**Data provided**.
[Start of Attachment]

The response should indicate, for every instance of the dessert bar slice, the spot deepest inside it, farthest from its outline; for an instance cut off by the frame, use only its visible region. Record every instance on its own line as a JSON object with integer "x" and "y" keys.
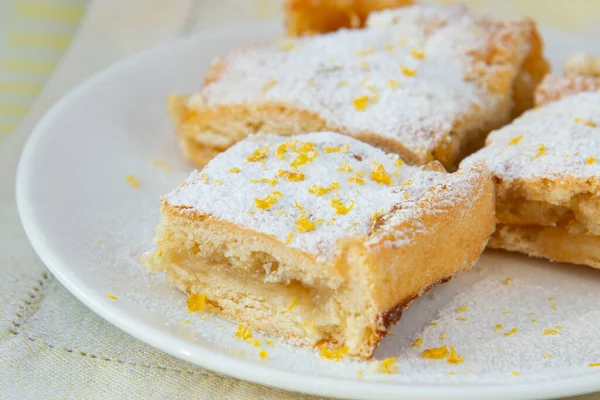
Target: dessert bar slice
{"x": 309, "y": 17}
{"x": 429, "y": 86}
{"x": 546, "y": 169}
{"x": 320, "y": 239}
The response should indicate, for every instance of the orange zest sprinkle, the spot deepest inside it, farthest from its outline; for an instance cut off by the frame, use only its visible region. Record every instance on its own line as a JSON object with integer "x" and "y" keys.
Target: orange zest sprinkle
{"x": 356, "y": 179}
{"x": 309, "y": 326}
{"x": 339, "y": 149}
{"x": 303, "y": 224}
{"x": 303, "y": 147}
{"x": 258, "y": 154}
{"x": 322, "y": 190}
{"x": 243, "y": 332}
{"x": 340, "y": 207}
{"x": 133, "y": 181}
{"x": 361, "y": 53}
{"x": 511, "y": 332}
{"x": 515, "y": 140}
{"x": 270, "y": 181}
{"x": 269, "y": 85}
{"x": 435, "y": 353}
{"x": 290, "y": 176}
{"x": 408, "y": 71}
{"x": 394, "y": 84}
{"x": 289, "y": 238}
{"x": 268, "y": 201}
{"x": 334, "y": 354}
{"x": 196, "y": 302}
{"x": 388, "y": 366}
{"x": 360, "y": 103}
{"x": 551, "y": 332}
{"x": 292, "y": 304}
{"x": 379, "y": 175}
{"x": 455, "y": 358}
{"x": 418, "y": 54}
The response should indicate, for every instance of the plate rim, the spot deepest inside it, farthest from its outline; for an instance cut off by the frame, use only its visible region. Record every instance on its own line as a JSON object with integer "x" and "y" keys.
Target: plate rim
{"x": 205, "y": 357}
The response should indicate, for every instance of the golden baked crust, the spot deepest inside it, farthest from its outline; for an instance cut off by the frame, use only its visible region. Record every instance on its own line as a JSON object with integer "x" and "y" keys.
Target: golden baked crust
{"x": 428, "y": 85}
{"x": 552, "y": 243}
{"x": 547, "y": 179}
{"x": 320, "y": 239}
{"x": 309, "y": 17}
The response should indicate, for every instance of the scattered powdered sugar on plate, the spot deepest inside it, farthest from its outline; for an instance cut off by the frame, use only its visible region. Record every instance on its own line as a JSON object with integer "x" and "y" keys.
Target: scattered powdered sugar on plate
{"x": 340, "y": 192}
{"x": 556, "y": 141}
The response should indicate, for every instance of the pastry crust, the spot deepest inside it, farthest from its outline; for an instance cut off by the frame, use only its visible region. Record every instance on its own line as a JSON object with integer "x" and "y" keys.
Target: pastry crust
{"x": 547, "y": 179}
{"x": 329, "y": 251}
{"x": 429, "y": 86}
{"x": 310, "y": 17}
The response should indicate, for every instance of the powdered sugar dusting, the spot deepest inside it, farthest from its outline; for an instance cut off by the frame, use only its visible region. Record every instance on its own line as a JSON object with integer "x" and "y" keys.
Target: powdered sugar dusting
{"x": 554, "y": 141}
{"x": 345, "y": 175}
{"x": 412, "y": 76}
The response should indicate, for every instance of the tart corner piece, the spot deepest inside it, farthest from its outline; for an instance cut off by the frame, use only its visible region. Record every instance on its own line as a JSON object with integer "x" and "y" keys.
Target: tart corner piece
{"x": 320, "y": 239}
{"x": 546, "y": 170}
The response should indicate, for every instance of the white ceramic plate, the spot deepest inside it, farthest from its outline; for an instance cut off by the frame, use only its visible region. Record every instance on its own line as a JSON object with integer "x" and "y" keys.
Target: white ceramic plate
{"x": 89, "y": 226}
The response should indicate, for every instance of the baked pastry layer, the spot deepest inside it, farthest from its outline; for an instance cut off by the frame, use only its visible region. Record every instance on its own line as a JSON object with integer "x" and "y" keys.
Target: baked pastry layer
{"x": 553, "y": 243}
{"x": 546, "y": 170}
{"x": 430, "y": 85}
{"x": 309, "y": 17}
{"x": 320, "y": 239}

[End of Attachment]

**What is being asked**.
Print every entry exactly; omit the pictures.

**Result for this task**.
The response should indicate, for every instance of the dessert bar slice, the spot deepest inside it, farthest from its outline; for an instance cut off by the frame, use only its visible region. Record every instance on its own line as a JSON object with integer "x" and "y" keys.
Target: dessert bar slice
{"x": 309, "y": 17}
{"x": 429, "y": 86}
{"x": 546, "y": 169}
{"x": 320, "y": 239}
The response should indicate, for every instance of the orange zest sprinkle, the spot deepest inside it, farthest from its outline; for an instance cut off by the frame, use only its visible region. Record every instance on its own line as a JSON object with integer "x" and "y" keys.
Target: orange zest sprinkle
{"x": 356, "y": 179}
{"x": 309, "y": 326}
{"x": 339, "y": 149}
{"x": 303, "y": 224}
{"x": 303, "y": 147}
{"x": 258, "y": 154}
{"x": 322, "y": 190}
{"x": 243, "y": 332}
{"x": 340, "y": 207}
{"x": 133, "y": 181}
{"x": 361, "y": 53}
{"x": 511, "y": 332}
{"x": 515, "y": 140}
{"x": 270, "y": 181}
{"x": 269, "y": 85}
{"x": 435, "y": 353}
{"x": 290, "y": 176}
{"x": 408, "y": 71}
{"x": 394, "y": 84}
{"x": 289, "y": 238}
{"x": 268, "y": 201}
{"x": 334, "y": 354}
{"x": 196, "y": 302}
{"x": 388, "y": 366}
{"x": 360, "y": 103}
{"x": 551, "y": 332}
{"x": 292, "y": 304}
{"x": 379, "y": 175}
{"x": 455, "y": 358}
{"x": 418, "y": 54}
The response should indicate, for every instance of the plate rim, the spot deepest inside it, farthest from its outline; for an instance cut off by the frame, use only its visible region. Record every instance on its own line as a JSON object with integer "x" and "y" keys.
Target: plate rim
{"x": 205, "y": 357}
The response should indicate, for every instance of the golden baked crust, the spot deepest inside it, farthest from its outline; for an instance cut off by the frame, use only its visible region. Record every instance on its own line as a JSON object with integer "x" and "y" keys.
Target: golden baked crust
{"x": 428, "y": 85}
{"x": 552, "y": 243}
{"x": 547, "y": 179}
{"x": 320, "y": 239}
{"x": 309, "y": 17}
The response should indicate, for every instance of the scattered powdered sugar on plate, the spot deepest inside it, farthest from its outline; for an instance cut off by the frame, use only its visible region. Record every instance on its own line as a JSON object with integer "x" and "y" keys.
Target: scattered powdered sugar on plate
{"x": 340, "y": 192}
{"x": 556, "y": 141}
The response should indicate, for every instance of the pastry crust, the spot deepest inside it, farthest from its outline; for an instance cut off by the frame, use only its visible region. Record every instance on its own line as a JSON object with integer "x" and "y" keys.
Target: pastry crust
{"x": 547, "y": 179}
{"x": 329, "y": 251}
{"x": 429, "y": 86}
{"x": 310, "y": 17}
The response should indicate, for every instance of the powdered sugar dusting, the spot deepest inside it, farthest from its outline; for an instance cut off by the frame, use only its visible region. Record every instance on its own line as a JSON object with integer "x" and "y" keys.
Target: powdered sugar dusting
{"x": 554, "y": 141}
{"x": 345, "y": 175}
{"x": 412, "y": 76}
The response should indicate, for every instance of the tart corner piece, the spot deepest inside it, farthest from its outline; for an instance cut off by the frame, use only its visible region. Record every instance on its own line as a JSON object with integer "x" and "y" keys.
Target: tart corner piece
{"x": 320, "y": 239}
{"x": 546, "y": 170}
The response should indicate, for every instance of the white ceramic plate, the spot deepest inside it, farthest from its outline; for an instance cut off by the frame, use only its visible region. Record every instance on its own line as a JSON object with integer "x" and "y" keys.
Target: white ceramic plate
{"x": 89, "y": 226}
The response should indicate, for every instance of the baked pastry layer, the spot deepest inside it, farthest from its outline; for an instance cut off by the frame, use only its visible region. Record every instance on its own line as a JSON object with integer "x" and "y" keys.
Target: baked pastry layer
{"x": 553, "y": 243}
{"x": 546, "y": 170}
{"x": 430, "y": 85}
{"x": 309, "y": 17}
{"x": 320, "y": 239}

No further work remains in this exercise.